>>>

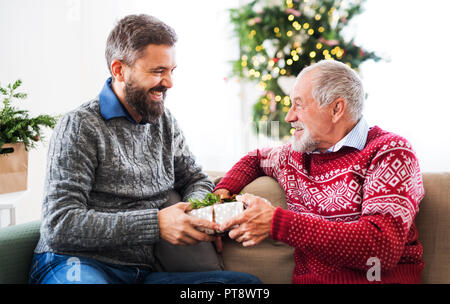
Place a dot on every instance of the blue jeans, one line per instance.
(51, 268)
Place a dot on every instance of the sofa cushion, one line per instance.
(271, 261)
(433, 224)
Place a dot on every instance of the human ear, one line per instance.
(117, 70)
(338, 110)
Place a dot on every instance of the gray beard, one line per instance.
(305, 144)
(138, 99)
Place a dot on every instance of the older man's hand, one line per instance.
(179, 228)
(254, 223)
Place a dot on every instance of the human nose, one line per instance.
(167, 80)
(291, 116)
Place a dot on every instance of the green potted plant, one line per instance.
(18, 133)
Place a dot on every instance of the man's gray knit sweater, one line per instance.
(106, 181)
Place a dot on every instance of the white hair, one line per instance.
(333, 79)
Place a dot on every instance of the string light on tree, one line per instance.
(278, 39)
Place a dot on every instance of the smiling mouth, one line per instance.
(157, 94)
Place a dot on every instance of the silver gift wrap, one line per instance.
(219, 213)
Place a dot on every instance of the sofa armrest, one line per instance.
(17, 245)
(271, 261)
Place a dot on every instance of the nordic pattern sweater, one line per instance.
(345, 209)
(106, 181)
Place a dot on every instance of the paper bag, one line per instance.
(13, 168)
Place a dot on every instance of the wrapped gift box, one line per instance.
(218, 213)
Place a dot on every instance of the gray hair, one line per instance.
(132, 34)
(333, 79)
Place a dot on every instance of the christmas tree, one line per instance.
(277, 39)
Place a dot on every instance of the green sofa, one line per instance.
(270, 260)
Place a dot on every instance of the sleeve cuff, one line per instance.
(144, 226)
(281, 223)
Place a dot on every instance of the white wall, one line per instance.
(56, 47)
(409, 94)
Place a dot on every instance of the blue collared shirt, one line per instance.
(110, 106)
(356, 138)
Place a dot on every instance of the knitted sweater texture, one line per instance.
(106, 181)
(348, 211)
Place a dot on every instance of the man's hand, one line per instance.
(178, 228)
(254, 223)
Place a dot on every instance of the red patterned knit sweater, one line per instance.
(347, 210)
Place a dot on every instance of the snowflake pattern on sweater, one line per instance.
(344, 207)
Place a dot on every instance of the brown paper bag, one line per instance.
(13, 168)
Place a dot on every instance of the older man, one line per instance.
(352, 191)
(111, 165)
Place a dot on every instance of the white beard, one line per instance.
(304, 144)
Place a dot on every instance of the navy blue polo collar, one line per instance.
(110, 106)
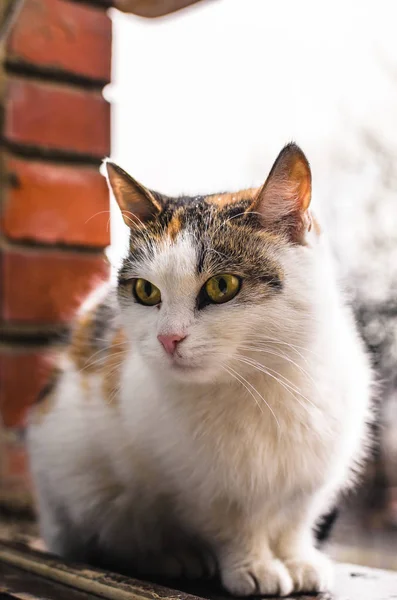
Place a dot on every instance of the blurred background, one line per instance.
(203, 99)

<<<
>>>

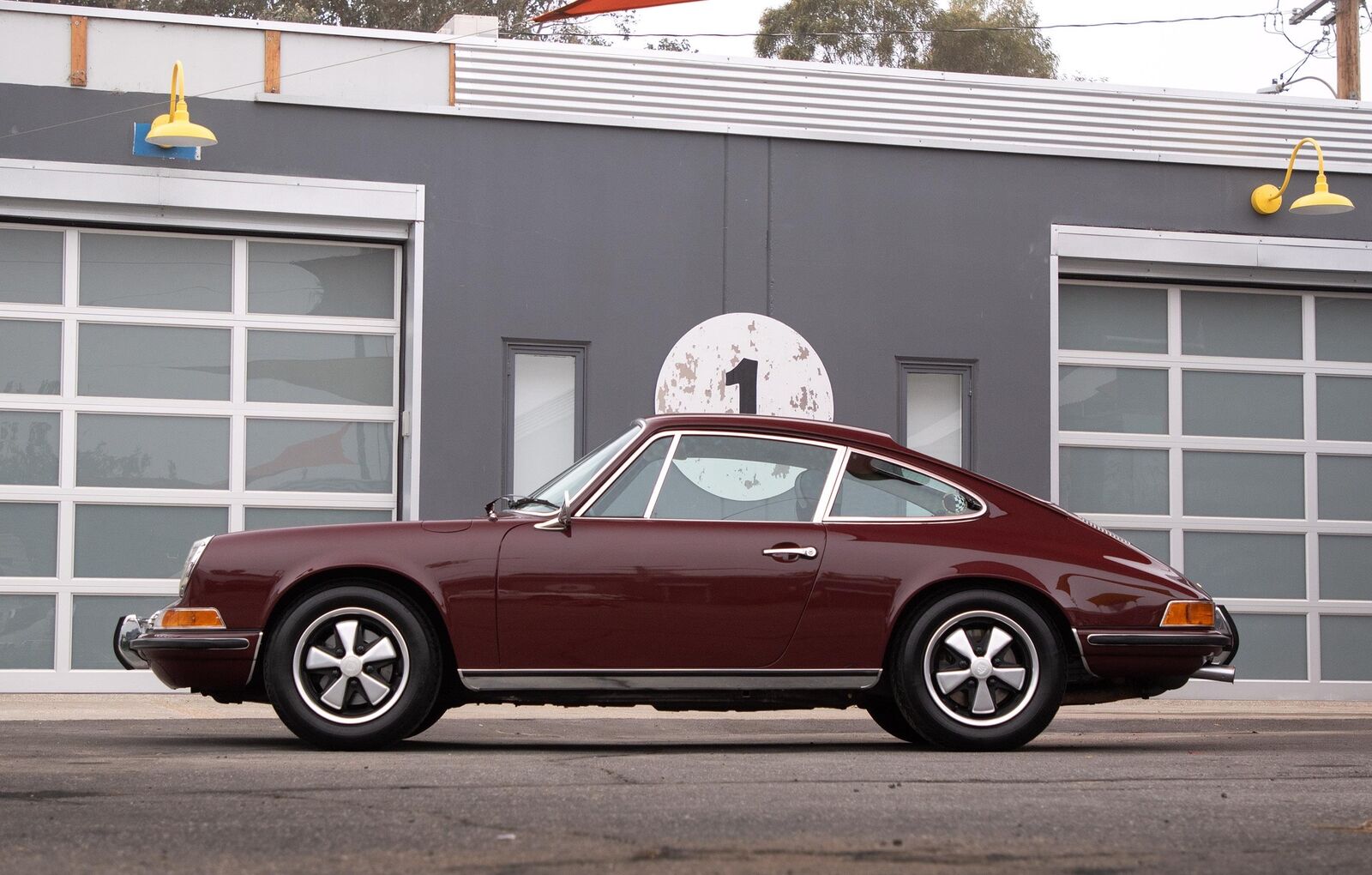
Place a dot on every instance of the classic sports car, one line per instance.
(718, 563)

<<<
>>>

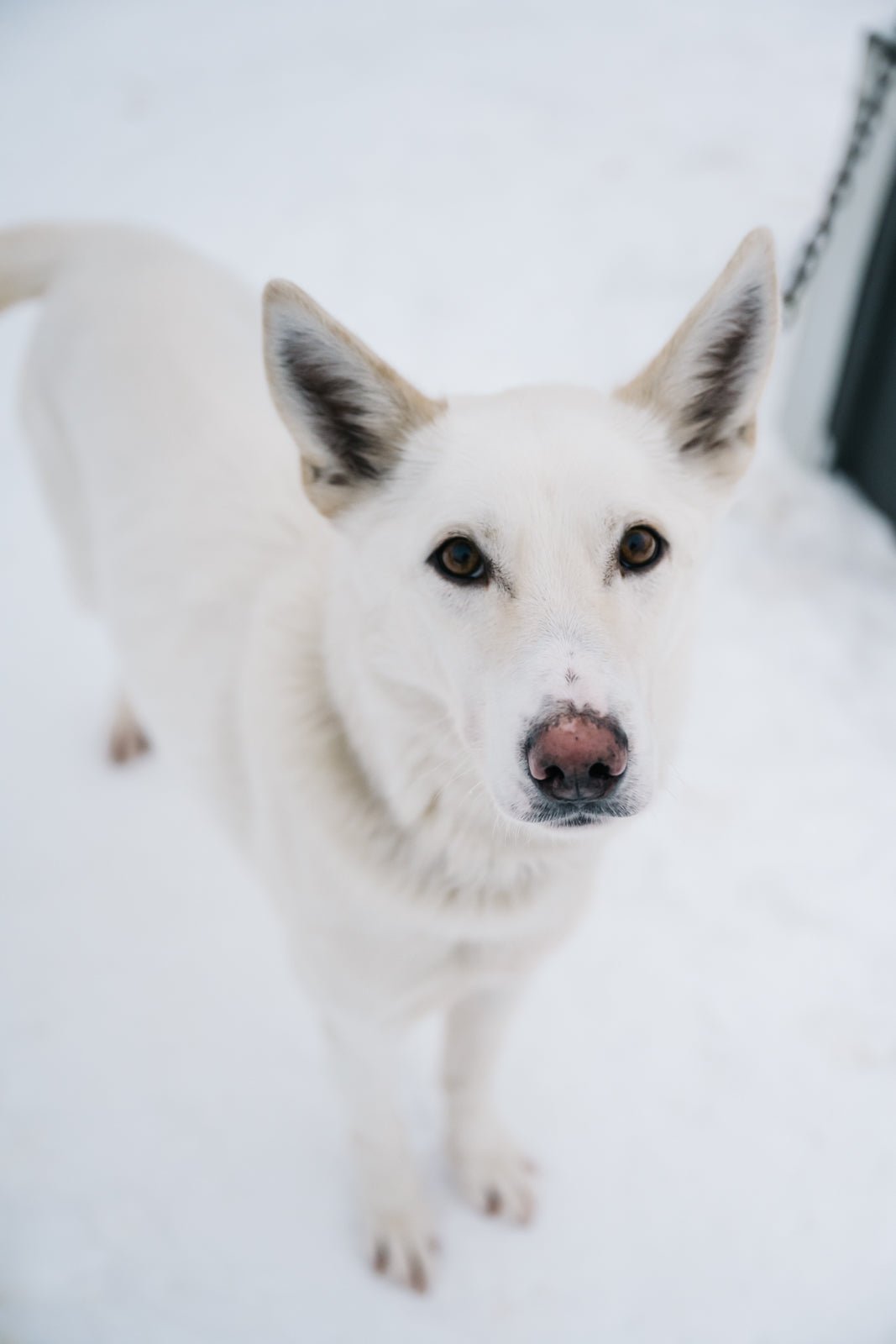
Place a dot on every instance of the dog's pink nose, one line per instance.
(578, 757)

<<<

Locate each line in the material above that contains the word "hand", and copy those lines. Treat uppercase and lowercase letters as different.

Place a dot on every instance of the older man's hand, one line per instance.
Place a dot on every instance of the man's hand, one line per instance.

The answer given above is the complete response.